GLASSES FROM OUTERSPACE

VON WOLFGANG HORN

Der zweite Weihnachtsfeiertag hatte so seine Tücken. Die provisorische Lesebrille, die meinen relativ frisch gelaserten Augen die Arbeit mit Computer, Tablett, iPhone und Apple-Watch möglich machte, gab nach wenigen Tagen schon die Zusammenarbeit auf. Das heißt: eigentlich nur das rechte Glas. Heute, gleichsam am dritten Weihnachtsfeiertag, nahte aber bereits Rettung: Gudrun Kirst. Sie ist die Inhaberin des Optikergeschäfts Sehenswert an der Kölner Str. 29, eingesessenen Dellmännern als „Madel“ gewiß ein Begriff. Frau Kirst nahte mit einem groß dimensionierten Koffer mit unzähligen verschiedenen Brillengläsern aller nur denkbaren Stärken und Einstellungen. Flugs schuf sie eine sechs Meter lange Schneise, stellte Ihre Meßtafeln mit Texten und Zahlen auf, ganz, wie man es im Optikergeschäft auch macht. Ein Gestell auf die Nase und das mitunter mühselige Verfahren beginnt.

- [Aufgabenstellung]:
1. An welcher Adresse liegt laut dem Textabschnitt das Optikergeschäft Sehenswert?
2. Geben Sie den Textabschnitt von „Der zweite Weihnachtsfeiertag“ bis einschließlich „mühselige Verfahren beginnt.“ wieder und tauschen Sie dabei „Koffer“ gegen „Rucksack“ aus.
3. Fassen Sie den Absatz des Textabschnitts, der mit „Der zweite Weihnachtsfeiertag“ beginnt, als Stichpunktliste zusammen und behalten Sie dabei die wesentlichen Fakten bei.
Verwenden Sie ausschließlich den Textabschnitt.

- [Datensätze zu Zeigeaufgaben]:
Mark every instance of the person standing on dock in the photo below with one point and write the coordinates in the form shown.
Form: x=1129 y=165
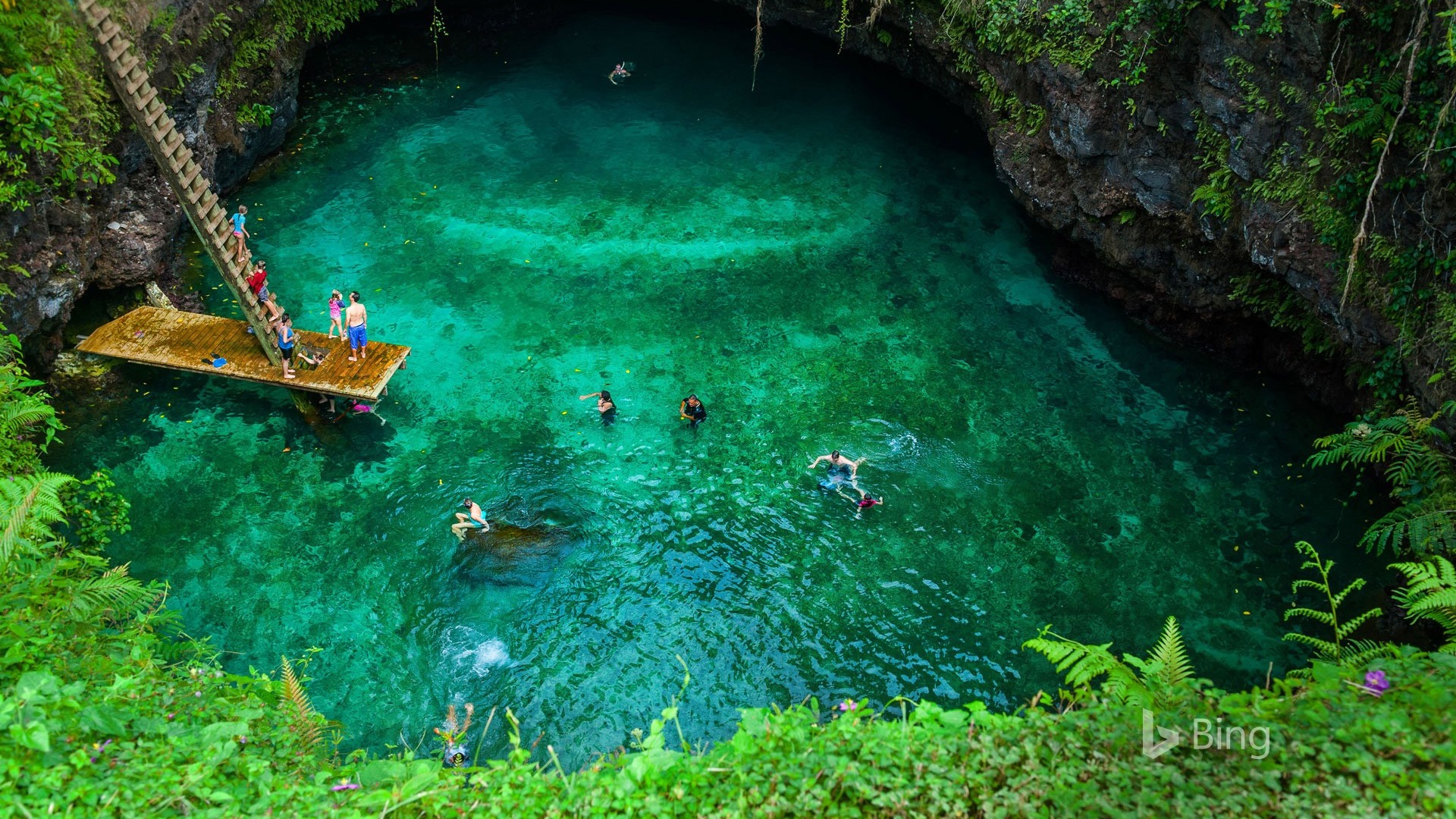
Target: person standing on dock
x=239 y=232
x=357 y=322
x=286 y=340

- [Die Lösungen]:
1. An der Kölner Str. 29.

2.
Der zweite Weihnachtsfeiertag hatte so seine Tücken. Die provisorische Lesebrille, die meinen relativ frisch gelaserten Augen die Arbeit mit Computer, Tablett, iPhone und Apple-Watch möglich machte, gab nach wenigen Tagen schon die Zusammenarbeit auf. Das heißt: eigentlich nur das rechte Glas. Heute, gleichsam am dritten Weihnachtsfeiertag, nahte aber bereits Rettung: Gudrun Kirst. Sie ist die Inhaberin des Optikergeschäfts Sehenswert an der Kölner Str. 29, eingesessenen Dellmännern als „Madel“ gewiß ein Begriff. Frau Kirst nahte mit einem groß dimensionierten Rucksack mit unzähligen verschiedenen Brillengläsern aller nur denkbaren Stärken und Einstellungen. Flugs schuf sie eine sechs Meter lange Schneise, stellte Ihre Meßtafeln mit Texten und Zahlen auf, ganz, wie man es im Optikergeschäft auch macht. Ein Gestell auf die Nase und das mitunter mühselige Verfahren beginnt.

3.
- Am zweiten Weihnachtsfeiertag versagte nach wenigen Tagen die provisorische Lesebrille, mit der die relativ frisch gelaserten Augen an Computer, Tablett, iPhone und Apple-Watch arbeiten konnten. Betroffen war nur das rechte Glas.
- Am Tag darauf nahte Rettung: Gudrun Kirst, Inhaberin des Optikergeschäfts Sehenswert an der Kölner Str. 29, das eingesessenen Dellmännern als „Madel“ bekannt ist.
- Sie brachte einen groß dimensionierten Koffer mit unzähligen Brillengläsern aller denkbaren Stärken und Einstellungen mit.
- Sie schuf eine sechs Meter lange Schneise und stellte Meßtafeln mit Texten und Zahlen auf, wie im Optikergeschäft.
- Mit einem Gestell auf der Nase beginnt das mitunter mühselige Verfahren.